* Problem to work on *
What lines in the records below contain the string "trim"? Copy every one.

====== Data extracts ======

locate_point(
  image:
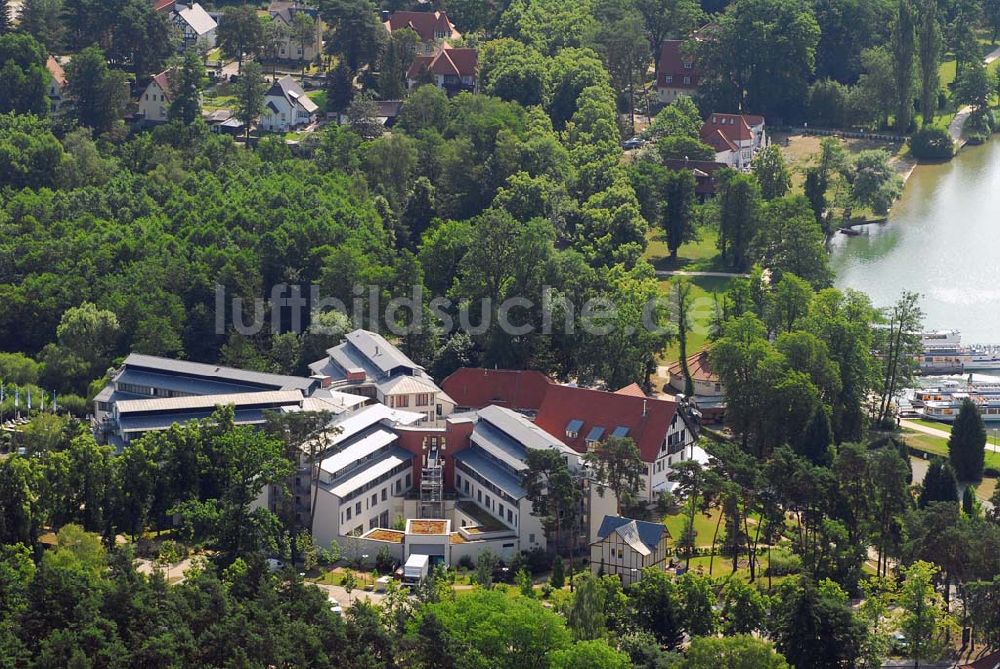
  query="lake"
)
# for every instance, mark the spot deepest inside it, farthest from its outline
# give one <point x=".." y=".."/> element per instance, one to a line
<point x="942" y="240"/>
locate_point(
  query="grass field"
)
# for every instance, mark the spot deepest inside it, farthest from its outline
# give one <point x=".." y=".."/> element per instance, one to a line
<point x="939" y="446"/>
<point x="697" y="256"/>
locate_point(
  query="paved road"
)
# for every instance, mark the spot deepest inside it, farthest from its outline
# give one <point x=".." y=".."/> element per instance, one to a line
<point x="958" y="123"/>
<point x="681" y="272"/>
<point x="935" y="432"/>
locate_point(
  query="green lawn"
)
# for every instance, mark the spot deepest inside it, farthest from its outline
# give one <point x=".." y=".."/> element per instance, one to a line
<point x="705" y="288"/>
<point x="700" y="255"/>
<point x="939" y="446"/>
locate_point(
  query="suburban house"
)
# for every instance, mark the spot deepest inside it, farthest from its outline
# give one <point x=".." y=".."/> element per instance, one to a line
<point x="583" y="417"/>
<point x="736" y="138"/>
<point x="677" y="74"/>
<point x="431" y="27"/>
<point x="57" y="83"/>
<point x="450" y="69"/>
<point x="287" y="106"/>
<point x="624" y="547"/>
<point x="365" y="363"/>
<point x="709" y="393"/>
<point x="198" y="28"/>
<point x="290" y="48"/>
<point x="154" y="103"/>
<point x="705" y="174"/>
<point x="144" y="380"/>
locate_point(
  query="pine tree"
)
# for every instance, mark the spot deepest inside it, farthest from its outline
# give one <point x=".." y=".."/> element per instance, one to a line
<point x="939" y="485"/>
<point x="903" y="50"/>
<point x="816" y="439"/>
<point x="4" y="16"/>
<point x="558" y="578"/>
<point x="967" y="444"/>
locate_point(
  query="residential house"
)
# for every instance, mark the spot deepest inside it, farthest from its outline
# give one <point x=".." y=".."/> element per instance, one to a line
<point x="736" y="138"/>
<point x="709" y="393"/>
<point x="287" y="106"/>
<point x="677" y="73"/>
<point x="290" y="47"/>
<point x="705" y="174"/>
<point x="198" y="28"/>
<point x="154" y="102"/>
<point x="431" y="27"/>
<point x="663" y="430"/>
<point x="57" y="83"/>
<point x="624" y="547"/>
<point x="450" y="69"/>
<point x="367" y="364"/>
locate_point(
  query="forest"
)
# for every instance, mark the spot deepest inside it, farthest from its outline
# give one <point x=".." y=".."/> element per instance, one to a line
<point x="809" y="537"/>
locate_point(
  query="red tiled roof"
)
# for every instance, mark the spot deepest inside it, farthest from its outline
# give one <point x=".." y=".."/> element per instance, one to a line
<point x="697" y="367"/>
<point x="511" y="388"/>
<point x="446" y="61"/>
<point x="55" y="69"/>
<point x="722" y="131"/>
<point x="163" y="81"/>
<point x="647" y="420"/>
<point x="633" y="389"/>
<point x="425" y="24"/>
<point x="672" y="63"/>
<point x="555" y="405"/>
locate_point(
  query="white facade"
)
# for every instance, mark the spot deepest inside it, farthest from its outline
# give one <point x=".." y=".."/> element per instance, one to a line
<point x="154" y="104"/>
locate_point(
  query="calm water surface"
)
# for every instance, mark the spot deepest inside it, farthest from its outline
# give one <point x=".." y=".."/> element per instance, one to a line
<point x="942" y="240"/>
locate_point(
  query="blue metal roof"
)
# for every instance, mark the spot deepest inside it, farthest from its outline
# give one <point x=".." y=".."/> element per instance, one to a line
<point x="649" y="533"/>
<point x="492" y="470"/>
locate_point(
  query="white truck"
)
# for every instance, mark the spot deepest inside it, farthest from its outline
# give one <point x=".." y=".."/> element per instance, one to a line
<point x="416" y="568"/>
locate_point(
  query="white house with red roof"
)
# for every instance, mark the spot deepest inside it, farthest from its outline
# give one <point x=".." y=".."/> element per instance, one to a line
<point x="736" y="138"/>
<point x="449" y="68"/>
<point x="676" y="72"/>
<point x="431" y="27"/>
<point x="154" y="103"/>
<point x="57" y="83"/>
<point x="581" y="418"/>
<point x="287" y="106"/>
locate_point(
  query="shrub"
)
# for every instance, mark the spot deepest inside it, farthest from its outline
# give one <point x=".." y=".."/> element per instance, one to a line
<point x="932" y="144"/>
<point x="783" y="563"/>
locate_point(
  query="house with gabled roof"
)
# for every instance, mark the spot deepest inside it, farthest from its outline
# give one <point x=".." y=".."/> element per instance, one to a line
<point x="287" y="106"/>
<point x="431" y="27"/>
<point x="290" y="48"/>
<point x="677" y="73"/>
<point x="154" y="101"/>
<point x="624" y="547"/>
<point x="365" y="363"/>
<point x="662" y="429"/>
<point x="736" y="138"/>
<point x="57" y="83"/>
<point x="449" y="68"/>
<point x="198" y="28"/>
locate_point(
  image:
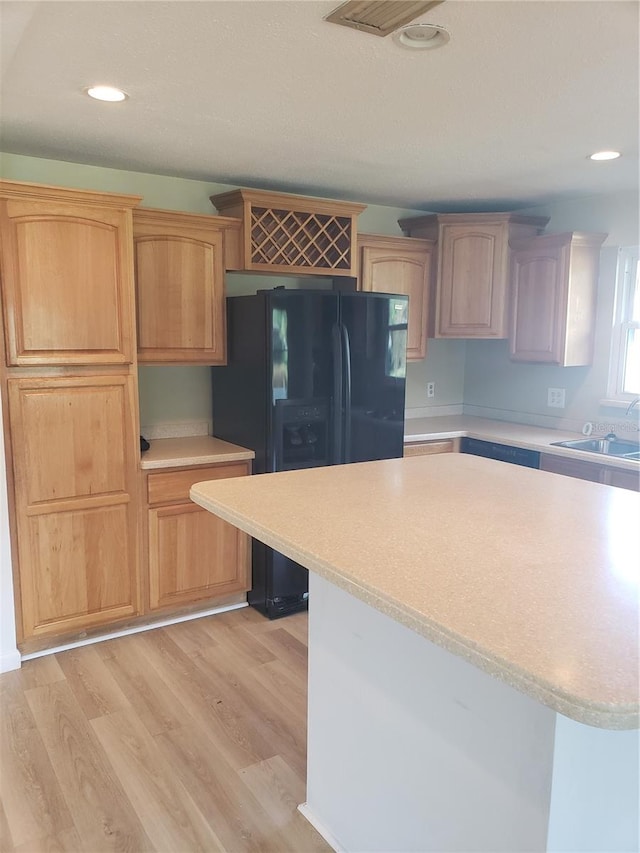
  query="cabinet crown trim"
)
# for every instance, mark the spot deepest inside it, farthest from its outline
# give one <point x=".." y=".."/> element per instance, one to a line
<point x="232" y="199"/>
<point x="43" y="192"/>
<point x="390" y="241"/>
<point x="152" y="216"/>
<point x="412" y="222"/>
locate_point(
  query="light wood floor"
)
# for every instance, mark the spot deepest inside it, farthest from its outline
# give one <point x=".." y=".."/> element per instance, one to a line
<point x="185" y="738"/>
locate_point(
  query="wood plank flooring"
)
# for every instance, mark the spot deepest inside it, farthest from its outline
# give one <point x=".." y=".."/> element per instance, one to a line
<point x="185" y="738"/>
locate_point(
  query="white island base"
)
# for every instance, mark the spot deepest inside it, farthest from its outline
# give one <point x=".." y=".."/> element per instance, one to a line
<point x="411" y="748"/>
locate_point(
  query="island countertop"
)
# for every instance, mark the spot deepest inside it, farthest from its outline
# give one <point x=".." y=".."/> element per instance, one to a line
<point x="531" y="576"/>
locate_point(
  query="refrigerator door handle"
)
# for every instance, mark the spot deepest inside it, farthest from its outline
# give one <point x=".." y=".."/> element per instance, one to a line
<point x="336" y="421"/>
<point x="346" y="366"/>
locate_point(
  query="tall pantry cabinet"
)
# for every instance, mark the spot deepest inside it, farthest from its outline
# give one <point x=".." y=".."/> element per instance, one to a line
<point x="69" y="392"/>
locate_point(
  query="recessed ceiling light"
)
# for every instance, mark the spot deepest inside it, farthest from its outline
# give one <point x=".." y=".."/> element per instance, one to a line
<point x="106" y="93"/>
<point x="421" y="36"/>
<point x="605" y="155"/>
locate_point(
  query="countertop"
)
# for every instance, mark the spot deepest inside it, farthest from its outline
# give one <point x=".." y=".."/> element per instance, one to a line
<point x="192" y="450"/>
<point x="516" y="435"/>
<point x="531" y="577"/>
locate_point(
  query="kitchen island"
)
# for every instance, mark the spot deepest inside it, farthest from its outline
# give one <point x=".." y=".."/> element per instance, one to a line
<point x="473" y="651"/>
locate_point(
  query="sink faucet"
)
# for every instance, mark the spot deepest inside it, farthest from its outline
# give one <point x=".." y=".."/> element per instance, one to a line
<point x="631" y="406"/>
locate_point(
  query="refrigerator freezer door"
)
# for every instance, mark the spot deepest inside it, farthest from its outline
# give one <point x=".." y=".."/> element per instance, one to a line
<point x="376" y="329"/>
<point x="301" y="357"/>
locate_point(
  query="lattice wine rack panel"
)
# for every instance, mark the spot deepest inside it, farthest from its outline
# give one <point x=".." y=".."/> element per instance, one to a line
<point x="284" y="233"/>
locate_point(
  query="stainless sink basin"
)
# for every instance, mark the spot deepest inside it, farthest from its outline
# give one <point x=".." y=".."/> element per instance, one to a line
<point x="604" y="446"/>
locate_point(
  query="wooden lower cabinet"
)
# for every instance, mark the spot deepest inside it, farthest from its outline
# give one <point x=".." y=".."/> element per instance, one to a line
<point x="592" y="471"/>
<point x="193" y="555"/>
<point x="75" y="486"/>
<point x="427" y="448"/>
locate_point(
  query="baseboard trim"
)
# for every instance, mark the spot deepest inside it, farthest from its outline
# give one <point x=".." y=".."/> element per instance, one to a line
<point x="10" y="661"/>
<point x="134" y="630"/>
<point x="333" y="842"/>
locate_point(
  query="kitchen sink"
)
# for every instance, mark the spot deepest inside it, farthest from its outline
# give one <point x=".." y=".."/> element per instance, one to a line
<point x="604" y="446"/>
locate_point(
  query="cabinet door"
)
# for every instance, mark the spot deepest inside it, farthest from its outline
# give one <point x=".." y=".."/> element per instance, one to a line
<point x="472" y="281"/>
<point x="407" y="270"/>
<point x="571" y="467"/>
<point x="194" y="555"/>
<point x="67" y="273"/>
<point x="553" y="309"/>
<point x="537" y="315"/>
<point x="623" y="479"/>
<point x="179" y="271"/>
<point x="74" y="464"/>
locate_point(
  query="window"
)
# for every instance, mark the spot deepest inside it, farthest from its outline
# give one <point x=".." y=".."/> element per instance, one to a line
<point x="624" y="379"/>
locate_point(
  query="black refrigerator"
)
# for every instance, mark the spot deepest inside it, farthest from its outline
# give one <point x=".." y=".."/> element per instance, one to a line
<point x="313" y="378"/>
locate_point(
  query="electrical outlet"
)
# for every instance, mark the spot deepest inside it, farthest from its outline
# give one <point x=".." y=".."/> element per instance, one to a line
<point x="555" y="398"/>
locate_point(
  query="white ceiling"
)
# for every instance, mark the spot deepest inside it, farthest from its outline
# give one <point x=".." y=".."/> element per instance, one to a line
<point x="268" y="94"/>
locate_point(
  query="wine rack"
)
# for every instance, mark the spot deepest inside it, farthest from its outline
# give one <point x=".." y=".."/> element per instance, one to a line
<point x="285" y="233"/>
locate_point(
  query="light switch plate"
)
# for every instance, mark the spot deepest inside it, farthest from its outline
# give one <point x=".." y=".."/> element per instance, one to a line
<point x="555" y="398"/>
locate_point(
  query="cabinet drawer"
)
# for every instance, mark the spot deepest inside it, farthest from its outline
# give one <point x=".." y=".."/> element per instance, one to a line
<point x="173" y="486"/>
<point x="426" y="448"/>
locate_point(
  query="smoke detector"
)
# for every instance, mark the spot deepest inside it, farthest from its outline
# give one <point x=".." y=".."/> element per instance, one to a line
<point x="421" y="36"/>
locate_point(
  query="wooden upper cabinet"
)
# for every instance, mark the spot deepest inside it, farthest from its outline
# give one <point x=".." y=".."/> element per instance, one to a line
<point x="472" y="282"/>
<point x="75" y="456"/>
<point x="67" y="276"/>
<point x="193" y="554"/>
<point x="179" y="271"/>
<point x="553" y="307"/>
<point x="400" y="265"/>
<point x="284" y="233"/>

======

* Solution for this problem *
  query="cabinet crown trim"
  query="baseboard trim"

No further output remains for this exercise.